What the task asks. Return the lines from the start of the records through the line containing "Give the mask of the shrub", with both ends included and each line unchanged. Leave the pictures out of your answer.

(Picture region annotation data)
::::

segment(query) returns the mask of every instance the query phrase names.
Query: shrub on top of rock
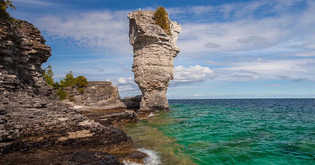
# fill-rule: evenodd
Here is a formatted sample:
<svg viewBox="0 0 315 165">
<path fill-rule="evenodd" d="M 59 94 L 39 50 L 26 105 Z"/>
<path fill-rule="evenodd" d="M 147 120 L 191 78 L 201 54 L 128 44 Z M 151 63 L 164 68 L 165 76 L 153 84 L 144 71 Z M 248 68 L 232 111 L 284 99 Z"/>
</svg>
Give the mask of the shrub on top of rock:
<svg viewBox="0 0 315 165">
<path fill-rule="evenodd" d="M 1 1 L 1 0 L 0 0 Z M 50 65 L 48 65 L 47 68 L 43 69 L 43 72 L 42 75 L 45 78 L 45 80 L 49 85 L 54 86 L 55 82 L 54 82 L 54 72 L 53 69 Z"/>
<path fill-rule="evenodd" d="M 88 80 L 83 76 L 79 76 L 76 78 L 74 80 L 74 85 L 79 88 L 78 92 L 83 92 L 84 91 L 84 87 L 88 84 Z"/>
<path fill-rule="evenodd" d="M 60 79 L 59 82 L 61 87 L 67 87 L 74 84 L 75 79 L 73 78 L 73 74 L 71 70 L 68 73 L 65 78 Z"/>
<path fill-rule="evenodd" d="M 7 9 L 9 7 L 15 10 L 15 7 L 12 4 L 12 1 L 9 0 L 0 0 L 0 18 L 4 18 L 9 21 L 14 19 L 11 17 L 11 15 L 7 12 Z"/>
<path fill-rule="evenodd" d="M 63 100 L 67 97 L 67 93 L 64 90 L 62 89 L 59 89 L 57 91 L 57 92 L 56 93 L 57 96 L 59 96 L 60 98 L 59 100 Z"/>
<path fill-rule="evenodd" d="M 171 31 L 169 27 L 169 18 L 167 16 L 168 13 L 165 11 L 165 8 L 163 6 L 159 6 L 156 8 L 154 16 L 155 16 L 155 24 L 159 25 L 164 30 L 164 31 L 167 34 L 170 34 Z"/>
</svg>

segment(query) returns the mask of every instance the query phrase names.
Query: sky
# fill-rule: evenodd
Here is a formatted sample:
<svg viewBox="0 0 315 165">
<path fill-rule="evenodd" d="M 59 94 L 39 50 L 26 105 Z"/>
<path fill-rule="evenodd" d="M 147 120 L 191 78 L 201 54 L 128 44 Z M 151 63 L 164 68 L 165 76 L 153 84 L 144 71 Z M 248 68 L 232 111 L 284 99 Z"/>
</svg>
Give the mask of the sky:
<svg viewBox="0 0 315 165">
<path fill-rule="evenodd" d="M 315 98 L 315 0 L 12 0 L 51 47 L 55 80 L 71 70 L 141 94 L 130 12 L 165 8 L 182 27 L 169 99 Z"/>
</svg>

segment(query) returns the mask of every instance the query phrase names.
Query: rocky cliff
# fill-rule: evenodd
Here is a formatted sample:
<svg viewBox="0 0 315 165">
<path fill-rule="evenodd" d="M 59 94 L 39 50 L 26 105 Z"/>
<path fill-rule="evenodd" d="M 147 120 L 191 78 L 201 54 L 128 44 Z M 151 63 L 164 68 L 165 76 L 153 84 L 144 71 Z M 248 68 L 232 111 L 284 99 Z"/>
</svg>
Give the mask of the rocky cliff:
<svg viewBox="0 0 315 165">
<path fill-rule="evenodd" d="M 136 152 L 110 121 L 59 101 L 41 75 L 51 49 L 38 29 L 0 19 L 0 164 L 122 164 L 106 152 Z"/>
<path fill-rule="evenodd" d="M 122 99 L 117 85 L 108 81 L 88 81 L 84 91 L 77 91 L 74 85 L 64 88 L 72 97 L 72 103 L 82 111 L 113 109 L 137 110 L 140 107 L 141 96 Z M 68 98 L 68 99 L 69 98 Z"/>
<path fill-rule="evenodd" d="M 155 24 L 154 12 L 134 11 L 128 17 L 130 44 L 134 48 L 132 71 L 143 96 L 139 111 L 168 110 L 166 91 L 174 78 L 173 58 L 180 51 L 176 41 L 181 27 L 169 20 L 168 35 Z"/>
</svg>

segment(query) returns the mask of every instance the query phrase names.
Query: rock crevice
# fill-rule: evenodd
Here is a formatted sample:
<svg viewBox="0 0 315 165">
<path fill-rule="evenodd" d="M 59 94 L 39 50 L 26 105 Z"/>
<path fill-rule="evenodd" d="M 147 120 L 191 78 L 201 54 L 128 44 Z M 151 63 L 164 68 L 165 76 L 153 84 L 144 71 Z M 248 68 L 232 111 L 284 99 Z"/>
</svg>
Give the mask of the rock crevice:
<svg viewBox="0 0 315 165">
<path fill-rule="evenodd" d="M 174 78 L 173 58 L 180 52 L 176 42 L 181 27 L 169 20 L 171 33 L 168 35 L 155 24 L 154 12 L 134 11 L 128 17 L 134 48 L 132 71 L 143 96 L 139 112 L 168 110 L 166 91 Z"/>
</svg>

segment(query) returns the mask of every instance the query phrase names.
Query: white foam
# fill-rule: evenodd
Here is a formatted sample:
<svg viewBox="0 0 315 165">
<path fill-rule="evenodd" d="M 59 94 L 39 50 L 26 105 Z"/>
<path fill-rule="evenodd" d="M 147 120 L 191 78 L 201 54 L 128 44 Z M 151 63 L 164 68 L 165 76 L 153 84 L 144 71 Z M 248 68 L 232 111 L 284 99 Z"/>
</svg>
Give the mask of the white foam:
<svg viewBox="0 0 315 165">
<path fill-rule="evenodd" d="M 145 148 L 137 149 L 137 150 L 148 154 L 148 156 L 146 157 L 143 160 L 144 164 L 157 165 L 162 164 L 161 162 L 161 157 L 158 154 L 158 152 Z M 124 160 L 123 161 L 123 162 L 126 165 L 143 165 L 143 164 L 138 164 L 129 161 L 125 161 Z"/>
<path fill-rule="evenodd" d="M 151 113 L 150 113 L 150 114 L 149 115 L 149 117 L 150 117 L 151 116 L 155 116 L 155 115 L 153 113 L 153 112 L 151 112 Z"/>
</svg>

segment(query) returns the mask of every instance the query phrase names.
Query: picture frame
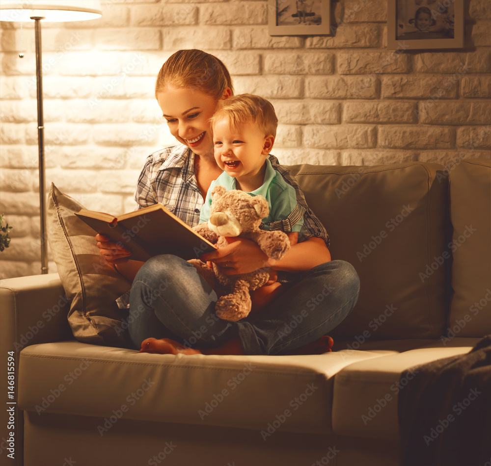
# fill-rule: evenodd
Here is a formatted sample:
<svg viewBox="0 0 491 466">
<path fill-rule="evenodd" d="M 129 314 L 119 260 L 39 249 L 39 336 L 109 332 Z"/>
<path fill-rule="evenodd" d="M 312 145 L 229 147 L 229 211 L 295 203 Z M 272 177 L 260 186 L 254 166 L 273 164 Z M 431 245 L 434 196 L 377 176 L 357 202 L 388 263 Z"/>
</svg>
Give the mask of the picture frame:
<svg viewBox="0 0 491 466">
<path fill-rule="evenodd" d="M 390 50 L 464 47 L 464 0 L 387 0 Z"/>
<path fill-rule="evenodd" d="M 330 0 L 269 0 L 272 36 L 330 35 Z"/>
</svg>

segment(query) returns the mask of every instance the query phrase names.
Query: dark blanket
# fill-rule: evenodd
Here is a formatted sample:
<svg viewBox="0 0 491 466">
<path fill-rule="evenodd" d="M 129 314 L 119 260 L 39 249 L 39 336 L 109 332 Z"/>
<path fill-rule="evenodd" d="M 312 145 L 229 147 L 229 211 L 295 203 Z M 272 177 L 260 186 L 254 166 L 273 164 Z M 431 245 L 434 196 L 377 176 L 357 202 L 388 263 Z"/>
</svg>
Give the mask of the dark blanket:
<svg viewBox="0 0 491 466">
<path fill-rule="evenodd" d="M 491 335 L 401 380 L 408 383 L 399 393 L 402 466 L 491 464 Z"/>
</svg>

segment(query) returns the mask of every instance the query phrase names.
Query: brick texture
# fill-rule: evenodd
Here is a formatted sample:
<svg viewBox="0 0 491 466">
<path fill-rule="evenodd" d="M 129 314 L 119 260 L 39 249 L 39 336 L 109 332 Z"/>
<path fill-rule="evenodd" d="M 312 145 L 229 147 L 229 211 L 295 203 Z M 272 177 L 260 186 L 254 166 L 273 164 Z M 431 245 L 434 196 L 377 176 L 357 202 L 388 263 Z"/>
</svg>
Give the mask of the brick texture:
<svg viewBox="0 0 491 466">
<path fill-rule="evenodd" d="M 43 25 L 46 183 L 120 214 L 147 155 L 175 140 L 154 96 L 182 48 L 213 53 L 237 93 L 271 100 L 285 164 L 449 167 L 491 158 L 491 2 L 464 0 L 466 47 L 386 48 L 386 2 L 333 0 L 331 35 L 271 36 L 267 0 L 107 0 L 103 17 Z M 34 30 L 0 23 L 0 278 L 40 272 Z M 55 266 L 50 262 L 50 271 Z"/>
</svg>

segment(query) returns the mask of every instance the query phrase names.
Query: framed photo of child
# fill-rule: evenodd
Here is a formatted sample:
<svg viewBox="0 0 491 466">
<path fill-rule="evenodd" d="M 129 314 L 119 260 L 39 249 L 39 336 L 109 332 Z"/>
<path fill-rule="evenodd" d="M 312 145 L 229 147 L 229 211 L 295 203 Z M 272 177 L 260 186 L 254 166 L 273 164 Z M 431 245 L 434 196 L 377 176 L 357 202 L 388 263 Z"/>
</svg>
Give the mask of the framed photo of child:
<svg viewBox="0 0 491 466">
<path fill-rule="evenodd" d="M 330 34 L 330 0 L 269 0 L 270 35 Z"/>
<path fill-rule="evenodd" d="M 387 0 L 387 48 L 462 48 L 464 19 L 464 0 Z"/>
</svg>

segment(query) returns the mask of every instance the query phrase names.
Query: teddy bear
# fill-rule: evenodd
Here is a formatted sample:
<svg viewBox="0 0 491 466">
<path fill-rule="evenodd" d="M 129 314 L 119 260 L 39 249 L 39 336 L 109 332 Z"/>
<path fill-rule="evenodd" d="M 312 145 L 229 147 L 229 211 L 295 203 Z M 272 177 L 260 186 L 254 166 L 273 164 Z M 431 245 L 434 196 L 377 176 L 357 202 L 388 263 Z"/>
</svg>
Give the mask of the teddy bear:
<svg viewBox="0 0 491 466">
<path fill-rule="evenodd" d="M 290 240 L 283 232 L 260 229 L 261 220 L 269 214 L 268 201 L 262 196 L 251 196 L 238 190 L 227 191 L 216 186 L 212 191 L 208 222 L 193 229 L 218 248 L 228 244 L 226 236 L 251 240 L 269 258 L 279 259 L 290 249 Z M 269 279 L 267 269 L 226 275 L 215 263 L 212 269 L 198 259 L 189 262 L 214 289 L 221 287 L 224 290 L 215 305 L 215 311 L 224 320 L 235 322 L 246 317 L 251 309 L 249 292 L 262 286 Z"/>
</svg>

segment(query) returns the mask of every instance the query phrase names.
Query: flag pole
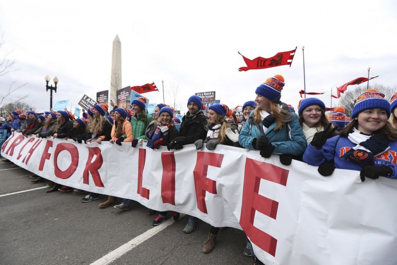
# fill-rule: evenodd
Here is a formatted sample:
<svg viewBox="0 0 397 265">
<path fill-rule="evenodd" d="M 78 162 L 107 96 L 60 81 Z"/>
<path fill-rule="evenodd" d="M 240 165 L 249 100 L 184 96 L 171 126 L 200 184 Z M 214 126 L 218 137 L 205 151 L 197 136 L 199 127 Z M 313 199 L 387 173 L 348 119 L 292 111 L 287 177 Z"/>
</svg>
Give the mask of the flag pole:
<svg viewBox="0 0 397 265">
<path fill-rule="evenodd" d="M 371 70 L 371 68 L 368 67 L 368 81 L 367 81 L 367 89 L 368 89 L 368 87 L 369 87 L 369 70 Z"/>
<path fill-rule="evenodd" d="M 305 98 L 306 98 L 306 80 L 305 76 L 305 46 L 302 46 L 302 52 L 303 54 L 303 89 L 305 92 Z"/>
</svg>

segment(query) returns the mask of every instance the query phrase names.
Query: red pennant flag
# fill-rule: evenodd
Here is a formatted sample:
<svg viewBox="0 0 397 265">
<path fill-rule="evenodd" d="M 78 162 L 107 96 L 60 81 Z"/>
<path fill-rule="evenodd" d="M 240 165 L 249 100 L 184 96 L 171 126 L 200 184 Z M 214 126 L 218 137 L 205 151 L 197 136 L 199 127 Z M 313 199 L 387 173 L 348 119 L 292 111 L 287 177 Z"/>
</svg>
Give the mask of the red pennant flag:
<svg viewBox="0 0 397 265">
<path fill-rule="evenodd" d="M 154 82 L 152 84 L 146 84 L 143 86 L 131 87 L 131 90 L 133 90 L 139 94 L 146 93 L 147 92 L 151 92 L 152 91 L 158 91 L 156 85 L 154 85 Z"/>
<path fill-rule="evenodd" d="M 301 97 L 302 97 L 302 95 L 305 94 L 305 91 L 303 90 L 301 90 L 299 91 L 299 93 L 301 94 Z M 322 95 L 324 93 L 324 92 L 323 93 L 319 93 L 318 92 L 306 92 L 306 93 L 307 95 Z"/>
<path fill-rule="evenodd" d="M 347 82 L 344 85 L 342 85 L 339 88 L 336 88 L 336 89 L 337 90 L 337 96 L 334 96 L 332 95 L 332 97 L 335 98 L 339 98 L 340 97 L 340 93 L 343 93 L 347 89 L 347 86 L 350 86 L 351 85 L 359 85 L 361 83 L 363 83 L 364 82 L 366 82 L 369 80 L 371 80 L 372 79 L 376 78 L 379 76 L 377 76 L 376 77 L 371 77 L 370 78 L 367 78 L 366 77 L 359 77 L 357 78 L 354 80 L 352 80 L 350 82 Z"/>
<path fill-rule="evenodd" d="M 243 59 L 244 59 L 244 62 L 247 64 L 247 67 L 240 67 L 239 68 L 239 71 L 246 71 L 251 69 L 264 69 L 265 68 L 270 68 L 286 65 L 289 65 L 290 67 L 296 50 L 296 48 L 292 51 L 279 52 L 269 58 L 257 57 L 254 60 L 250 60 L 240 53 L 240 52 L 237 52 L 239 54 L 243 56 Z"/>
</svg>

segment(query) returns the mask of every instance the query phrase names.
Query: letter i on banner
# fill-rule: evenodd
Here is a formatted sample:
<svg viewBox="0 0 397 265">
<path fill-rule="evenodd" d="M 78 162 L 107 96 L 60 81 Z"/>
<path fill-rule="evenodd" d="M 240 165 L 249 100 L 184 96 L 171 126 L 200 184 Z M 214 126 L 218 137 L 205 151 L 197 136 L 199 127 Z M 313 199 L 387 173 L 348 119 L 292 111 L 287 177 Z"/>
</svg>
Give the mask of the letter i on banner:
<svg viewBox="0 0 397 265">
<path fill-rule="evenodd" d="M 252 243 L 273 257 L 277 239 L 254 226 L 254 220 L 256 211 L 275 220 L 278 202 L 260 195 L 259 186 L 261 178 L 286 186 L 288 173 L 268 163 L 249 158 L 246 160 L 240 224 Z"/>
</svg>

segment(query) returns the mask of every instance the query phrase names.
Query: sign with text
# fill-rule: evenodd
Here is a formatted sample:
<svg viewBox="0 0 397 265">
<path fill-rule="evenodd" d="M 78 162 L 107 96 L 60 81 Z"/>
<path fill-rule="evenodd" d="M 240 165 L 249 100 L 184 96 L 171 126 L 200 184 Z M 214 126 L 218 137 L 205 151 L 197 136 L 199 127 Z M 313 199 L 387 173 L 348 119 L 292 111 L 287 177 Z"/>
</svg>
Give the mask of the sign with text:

::::

The solution.
segment(query) returns the mask of every instance the query phrase names.
Query: shrub on top of rock
# fill-rule: evenodd
Here is a formatted sample:
<svg viewBox="0 0 315 165">
<path fill-rule="evenodd" d="M 59 94 L 39 50 L 26 105 Z"/>
<path fill-rule="evenodd" d="M 147 120 L 191 78 L 201 54 L 128 44 Z M 151 63 L 164 68 L 165 76 L 153 84 L 144 71 Z M 248 68 L 232 111 L 284 99 Z"/>
</svg>
Give the mask of the shrub on top of rock:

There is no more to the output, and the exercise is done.